Render every record below as a two-column CSV with the headers "query" and "reply", with one row per record. Put the record's text under "query" and its answer under "reply", each in a single quoted field with line breaks changed to spaces, and leave out the pictures.

### DATA SUPPLIED

==============================

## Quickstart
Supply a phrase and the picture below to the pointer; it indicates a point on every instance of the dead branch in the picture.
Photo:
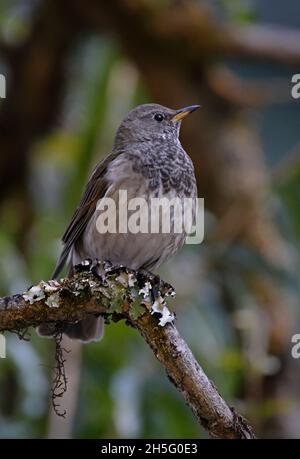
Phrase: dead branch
(124, 294)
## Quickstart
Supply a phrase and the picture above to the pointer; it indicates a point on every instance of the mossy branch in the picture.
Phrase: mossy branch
(119, 293)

==============================

### TASK SOLUTION
query,reply
"## Quickstart Supply a phrase and the picture below to the pointer; it indicates a point on every instance of the dead branch in the picture. Photo: Phrase: dead branch","(124, 294)"
"## Quickstart Supply a phrase and the picture above to the pointer; it indicates a point on every instance of the mossy branch in the picture. Phrase: mossy branch","(119, 293)"